§ Written request
Please pick out every line in the material below that contains the word "green".

§ Data shown
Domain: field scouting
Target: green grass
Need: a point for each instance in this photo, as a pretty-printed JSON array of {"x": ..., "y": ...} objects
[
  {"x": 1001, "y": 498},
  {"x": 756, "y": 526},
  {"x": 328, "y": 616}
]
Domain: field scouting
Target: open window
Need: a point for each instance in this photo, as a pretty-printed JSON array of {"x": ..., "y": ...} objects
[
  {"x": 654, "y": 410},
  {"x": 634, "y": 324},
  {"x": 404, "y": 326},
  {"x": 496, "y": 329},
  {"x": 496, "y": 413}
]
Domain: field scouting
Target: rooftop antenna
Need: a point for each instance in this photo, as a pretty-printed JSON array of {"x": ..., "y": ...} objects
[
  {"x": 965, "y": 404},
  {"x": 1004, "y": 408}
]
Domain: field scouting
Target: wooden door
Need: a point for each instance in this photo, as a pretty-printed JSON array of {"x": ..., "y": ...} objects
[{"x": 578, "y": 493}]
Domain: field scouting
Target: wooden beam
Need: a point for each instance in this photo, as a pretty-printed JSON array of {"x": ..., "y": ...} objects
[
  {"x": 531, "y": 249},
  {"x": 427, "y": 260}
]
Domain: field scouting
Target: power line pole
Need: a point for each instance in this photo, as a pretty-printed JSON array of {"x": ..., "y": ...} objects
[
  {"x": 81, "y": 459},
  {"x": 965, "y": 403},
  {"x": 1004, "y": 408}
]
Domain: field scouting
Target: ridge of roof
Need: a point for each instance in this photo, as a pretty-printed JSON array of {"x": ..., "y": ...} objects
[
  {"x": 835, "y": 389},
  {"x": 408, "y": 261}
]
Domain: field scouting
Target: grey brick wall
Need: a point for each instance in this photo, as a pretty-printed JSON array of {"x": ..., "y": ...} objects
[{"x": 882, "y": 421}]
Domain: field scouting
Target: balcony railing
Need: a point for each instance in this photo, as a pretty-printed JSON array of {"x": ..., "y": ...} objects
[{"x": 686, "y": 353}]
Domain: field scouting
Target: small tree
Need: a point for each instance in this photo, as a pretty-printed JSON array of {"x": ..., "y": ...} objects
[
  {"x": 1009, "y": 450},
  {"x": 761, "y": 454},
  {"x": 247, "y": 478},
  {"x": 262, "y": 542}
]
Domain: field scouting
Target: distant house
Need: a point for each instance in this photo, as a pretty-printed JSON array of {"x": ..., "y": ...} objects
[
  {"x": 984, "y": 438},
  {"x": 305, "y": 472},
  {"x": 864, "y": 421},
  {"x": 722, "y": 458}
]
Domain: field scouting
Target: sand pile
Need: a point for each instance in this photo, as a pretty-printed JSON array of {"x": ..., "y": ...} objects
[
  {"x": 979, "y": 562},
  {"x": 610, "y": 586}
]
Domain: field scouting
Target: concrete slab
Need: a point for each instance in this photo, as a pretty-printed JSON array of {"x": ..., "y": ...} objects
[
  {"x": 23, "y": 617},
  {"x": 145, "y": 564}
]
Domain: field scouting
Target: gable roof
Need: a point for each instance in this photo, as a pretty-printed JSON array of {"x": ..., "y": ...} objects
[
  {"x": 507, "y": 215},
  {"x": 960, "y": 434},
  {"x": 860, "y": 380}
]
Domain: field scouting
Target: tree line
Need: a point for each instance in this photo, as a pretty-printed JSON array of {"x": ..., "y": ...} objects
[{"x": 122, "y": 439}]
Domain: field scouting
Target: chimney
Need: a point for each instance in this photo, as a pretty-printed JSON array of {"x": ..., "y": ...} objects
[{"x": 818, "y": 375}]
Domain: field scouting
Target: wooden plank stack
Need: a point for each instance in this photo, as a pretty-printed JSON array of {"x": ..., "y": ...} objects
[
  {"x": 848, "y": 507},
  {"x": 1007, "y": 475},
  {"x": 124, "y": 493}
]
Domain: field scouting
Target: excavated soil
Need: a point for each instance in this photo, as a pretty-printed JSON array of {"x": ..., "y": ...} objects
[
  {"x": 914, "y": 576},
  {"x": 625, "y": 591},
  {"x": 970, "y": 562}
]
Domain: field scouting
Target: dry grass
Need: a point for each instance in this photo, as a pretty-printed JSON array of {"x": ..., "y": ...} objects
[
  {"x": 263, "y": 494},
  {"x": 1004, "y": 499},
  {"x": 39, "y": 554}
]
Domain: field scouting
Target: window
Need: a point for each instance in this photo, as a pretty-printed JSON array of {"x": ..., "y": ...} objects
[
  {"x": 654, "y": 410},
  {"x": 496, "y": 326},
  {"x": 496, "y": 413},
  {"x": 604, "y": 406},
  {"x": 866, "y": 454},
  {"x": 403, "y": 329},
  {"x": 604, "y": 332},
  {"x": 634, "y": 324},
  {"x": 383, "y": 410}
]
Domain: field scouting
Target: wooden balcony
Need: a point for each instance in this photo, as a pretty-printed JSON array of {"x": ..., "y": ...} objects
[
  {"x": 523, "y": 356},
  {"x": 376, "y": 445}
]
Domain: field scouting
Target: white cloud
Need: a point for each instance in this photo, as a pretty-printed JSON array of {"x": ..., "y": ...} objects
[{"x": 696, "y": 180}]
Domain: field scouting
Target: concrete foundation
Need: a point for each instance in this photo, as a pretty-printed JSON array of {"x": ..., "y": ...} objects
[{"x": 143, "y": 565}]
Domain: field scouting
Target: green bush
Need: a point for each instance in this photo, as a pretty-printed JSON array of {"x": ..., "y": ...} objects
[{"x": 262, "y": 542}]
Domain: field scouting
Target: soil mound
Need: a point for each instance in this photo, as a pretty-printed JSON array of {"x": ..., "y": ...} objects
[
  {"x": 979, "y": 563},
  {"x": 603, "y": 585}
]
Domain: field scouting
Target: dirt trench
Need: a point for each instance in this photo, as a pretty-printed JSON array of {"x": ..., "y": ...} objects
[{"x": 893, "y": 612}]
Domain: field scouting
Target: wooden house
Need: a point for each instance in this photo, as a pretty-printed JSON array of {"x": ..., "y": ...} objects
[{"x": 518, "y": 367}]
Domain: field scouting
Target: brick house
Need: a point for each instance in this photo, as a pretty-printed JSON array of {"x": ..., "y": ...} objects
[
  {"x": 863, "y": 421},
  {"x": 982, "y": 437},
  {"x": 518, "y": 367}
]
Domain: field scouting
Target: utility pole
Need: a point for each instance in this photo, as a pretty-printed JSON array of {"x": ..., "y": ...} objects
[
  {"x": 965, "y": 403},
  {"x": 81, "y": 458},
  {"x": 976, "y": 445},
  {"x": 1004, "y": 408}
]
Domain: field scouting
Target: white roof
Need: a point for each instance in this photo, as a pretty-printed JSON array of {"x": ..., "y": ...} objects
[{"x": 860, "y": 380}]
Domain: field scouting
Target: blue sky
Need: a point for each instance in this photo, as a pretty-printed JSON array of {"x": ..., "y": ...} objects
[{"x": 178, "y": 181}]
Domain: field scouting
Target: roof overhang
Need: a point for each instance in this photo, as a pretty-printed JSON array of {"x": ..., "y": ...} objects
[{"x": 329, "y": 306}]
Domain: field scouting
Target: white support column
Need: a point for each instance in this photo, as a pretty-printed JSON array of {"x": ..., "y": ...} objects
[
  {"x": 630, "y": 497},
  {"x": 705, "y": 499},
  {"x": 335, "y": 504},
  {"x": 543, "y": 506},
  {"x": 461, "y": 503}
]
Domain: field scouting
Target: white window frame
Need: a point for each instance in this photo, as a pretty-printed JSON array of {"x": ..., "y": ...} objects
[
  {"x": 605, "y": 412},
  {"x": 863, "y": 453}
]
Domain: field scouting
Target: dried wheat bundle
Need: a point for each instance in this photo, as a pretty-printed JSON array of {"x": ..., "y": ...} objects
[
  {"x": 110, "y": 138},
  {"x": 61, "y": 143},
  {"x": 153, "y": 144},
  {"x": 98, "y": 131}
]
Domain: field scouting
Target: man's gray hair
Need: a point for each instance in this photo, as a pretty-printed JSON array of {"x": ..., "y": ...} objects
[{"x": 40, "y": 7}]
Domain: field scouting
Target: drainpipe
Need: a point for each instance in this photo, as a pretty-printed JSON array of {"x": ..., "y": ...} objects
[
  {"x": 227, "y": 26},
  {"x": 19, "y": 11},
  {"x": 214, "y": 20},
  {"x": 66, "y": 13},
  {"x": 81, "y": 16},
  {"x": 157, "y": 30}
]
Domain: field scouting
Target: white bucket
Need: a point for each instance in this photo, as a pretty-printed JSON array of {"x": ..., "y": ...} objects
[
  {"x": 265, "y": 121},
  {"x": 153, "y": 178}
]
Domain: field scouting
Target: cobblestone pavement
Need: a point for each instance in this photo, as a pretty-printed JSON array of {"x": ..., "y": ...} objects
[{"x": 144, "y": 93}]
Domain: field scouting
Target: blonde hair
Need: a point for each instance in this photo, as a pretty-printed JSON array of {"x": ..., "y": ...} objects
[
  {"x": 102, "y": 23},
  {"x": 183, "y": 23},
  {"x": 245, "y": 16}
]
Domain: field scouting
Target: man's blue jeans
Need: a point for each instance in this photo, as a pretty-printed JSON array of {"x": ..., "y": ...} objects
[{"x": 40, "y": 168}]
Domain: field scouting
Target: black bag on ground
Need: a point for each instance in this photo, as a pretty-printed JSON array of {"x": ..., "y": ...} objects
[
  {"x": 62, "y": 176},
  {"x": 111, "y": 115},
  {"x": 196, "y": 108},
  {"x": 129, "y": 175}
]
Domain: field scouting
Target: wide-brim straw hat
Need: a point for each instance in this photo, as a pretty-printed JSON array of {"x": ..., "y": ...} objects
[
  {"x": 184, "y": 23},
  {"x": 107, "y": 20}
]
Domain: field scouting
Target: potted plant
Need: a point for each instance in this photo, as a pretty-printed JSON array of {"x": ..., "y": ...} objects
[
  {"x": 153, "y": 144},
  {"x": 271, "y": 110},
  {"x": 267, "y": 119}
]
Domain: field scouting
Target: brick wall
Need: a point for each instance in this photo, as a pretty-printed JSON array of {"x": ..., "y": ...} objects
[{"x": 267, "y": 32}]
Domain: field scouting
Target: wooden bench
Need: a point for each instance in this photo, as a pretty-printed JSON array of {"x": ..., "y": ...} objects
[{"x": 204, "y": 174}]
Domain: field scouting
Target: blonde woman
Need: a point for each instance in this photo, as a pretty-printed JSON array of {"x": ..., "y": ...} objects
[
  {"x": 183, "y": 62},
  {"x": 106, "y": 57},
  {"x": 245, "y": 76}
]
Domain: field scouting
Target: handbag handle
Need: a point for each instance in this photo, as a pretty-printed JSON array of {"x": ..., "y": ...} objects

§ Solution for this task
Target: green grass
Target: green bush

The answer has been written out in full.